--- STATED EXERCISE ---
Your copy of the material below should match it exactly, except that it holds no pictures.

════════════════

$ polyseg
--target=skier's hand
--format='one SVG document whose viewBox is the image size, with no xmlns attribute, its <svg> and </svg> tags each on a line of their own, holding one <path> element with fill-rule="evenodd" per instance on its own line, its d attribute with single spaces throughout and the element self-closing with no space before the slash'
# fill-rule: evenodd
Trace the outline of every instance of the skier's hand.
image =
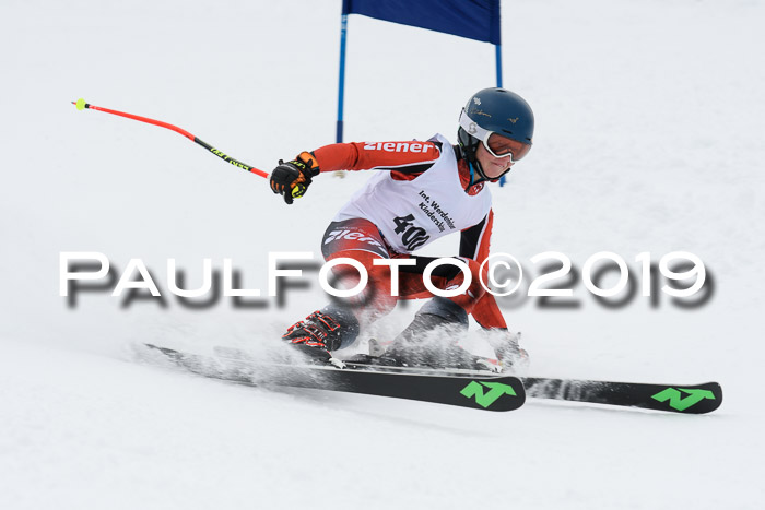
<svg viewBox="0 0 765 510">
<path fill-rule="evenodd" d="M 286 203 L 299 199 L 308 190 L 311 178 L 319 175 L 316 157 L 309 152 L 302 152 L 295 159 L 284 163 L 279 159 L 279 166 L 271 173 L 271 189 L 284 197 Z"/>
</svg>

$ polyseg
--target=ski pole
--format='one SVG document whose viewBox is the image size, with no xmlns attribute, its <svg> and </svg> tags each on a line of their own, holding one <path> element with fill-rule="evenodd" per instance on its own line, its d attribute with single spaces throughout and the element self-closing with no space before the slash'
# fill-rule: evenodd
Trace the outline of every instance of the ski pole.
<svg viewBox="0 0 765 510">
<path fill-rule="evenodd" d="M 173 124 L 169 124 L 167 122 L 163 122 L 161 120 L 154 120 L 154 119 L 150 119 L 146 117 L 140 117 L 138 115 L 126 114 L 125 111 L 117 111 L 117 110 L 111 110 L 108 108 L 102 108 L 101 106 L 90 105 L 90 104 L 85 103 L 85 99 L 83 99 L 83 98 L 80 98 L 78 100 L 73 100 L 72 105 L 76 106 L 76 109 L 79 109 L 79 110 L 84 110 L 85 108 L 91 109 L 91 110 L 98 110 L 98 111 L 103 111 L 105 114 L 118 115 L 120 117 L 126 117 L 128 119 L 139 120 L 141 122 L 146 122 L 150 124 L 158 126 L 161 128 L 169 129 L 172 131 L 175 131 L 176 133 L 183 134 L 184 137 L 191 140 L 192 142 L 198 143 L 199 145 L 201 145 L 204 149 L 207 149 L 208 151 L 210 151 L 212 154 L 216 155 L 217 157 L 220 157 L 224 162 L 231 163 L 232 165 L 234 165 L 237 168 L 242 168 L 244 170 L 251 171 L 252 174 L 259 175 L 260 177 L 266 177 L 267 179 L 269 178 L 269 175 L 267 173 L 264 173 L 263 170 L 259 170 L 259 169 L 255 168 L 254 166 L 245 165 L 244 163 L 234 159 L 229 155 L 219 151 L 217 149 L 213 147 L 209 143 L 198 139 L 193 134 L 189 133 L 188 131 L 186 131 L 184 129 L 178 128 L 177 126 L 173 126 Z"/>
</svg>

════════════════

--- PROBLEM SOLUTION ---
$ polyseg
--target=skier's hand
--format='one SVG document whose viewBox is the image size, with no xmlns attribute, its <svg> and </svg> tags each on a line of their own, holding one <path> element with fill-rule="evenodd" per instance on its own line, its d attribute with single spaces throughout and the element self-closing with no space before the slash'
# fill-rule: evenodd
Trace the outline of every instance of the skier's hand.
image =
<svg viewBox="0 0 765 510">
<path fill-rule="evenodd" d="M 286 203 L 299 199 L 308 190 L 311 178 L 319 175 L 316 157 L 309 152 L 302 152 L 295 159 L 284 163 L 279 159 L 279 166 L 271 173 L 271 189 L 284 197 Z"/>
</svg>

$ polyseg
--target=ski pole
--format='one SVG document whose viewBox is the image size, with no xmlns attribute, its <svg> and </svg> tags each on a line of their own, holding one <path> element with fill-rule="evenodd" per instance on its own line, its d attribute with single spaces throughout and the element self-closing with no space before the slash'
# fill-rule: evenodd
Trace the outline of every instance of the ski pole.
<svg viewBox="0 0 765 510">
<path fill-rule="evenodd" d="M 173 124 L 169 124 L 167 122 L 163 122 L 161 120 L 154 120 L 154 119 L 150 119 L 146 117 L 140 117 L 138 115 L 126 114 L 125 111 L 117 111 L 117 110 L 111 110 L 108 108 L 102 108 L 101 106 L 90 105 L 90 104 L 85 103 L 85 99 L 83 99 L 83 98 L 80 98 L 78 100 L 73 100 L 72 105 L 76 106 L 76 109 L 79 109 L 79 110 L 84 110 L 85 108 L 91 109 L 91 110 L 98 110 L 98 111 L 103 111 L 105 114 L 118 115 L 120 117 L 126 117 L 128 119 L 139 120 L 141 122 L 146 122 L 150 124 L 158 126 L 161 128 L 169 129 L 172 131 L 175 131 L 176 133 L 183 134 L 184 137 L 191 140 L 192 142 L 198 143 L 199 145 L 201 145 L 204 149 L 207 149 L 208 151 L 210 151 L 212 154 L 216 155 L 217 157 L 220 157 L 224 162 L 231 163 L 232 165 L 234 165 L 237 168 L 242 168 L 244 170 L 251 171 L 252 174 L 259 175 L 260 177 L 266 177 L 267 179 L 269 178 L 269 175 L 267 173 L 264 173 L 263 170 L 259 170 L 259 169 L 255 168 L 254 166 L 245 165 L 244 163 L 234 159 L 229 155 L 219 151 L 217 149 L 213 147 L 209 143 L 198 139 L 193 134 L 189 133 L 188 131 L 186 131 L 184 129 L 178 128 L 177 126 L 173 126 Z"/>
</svg>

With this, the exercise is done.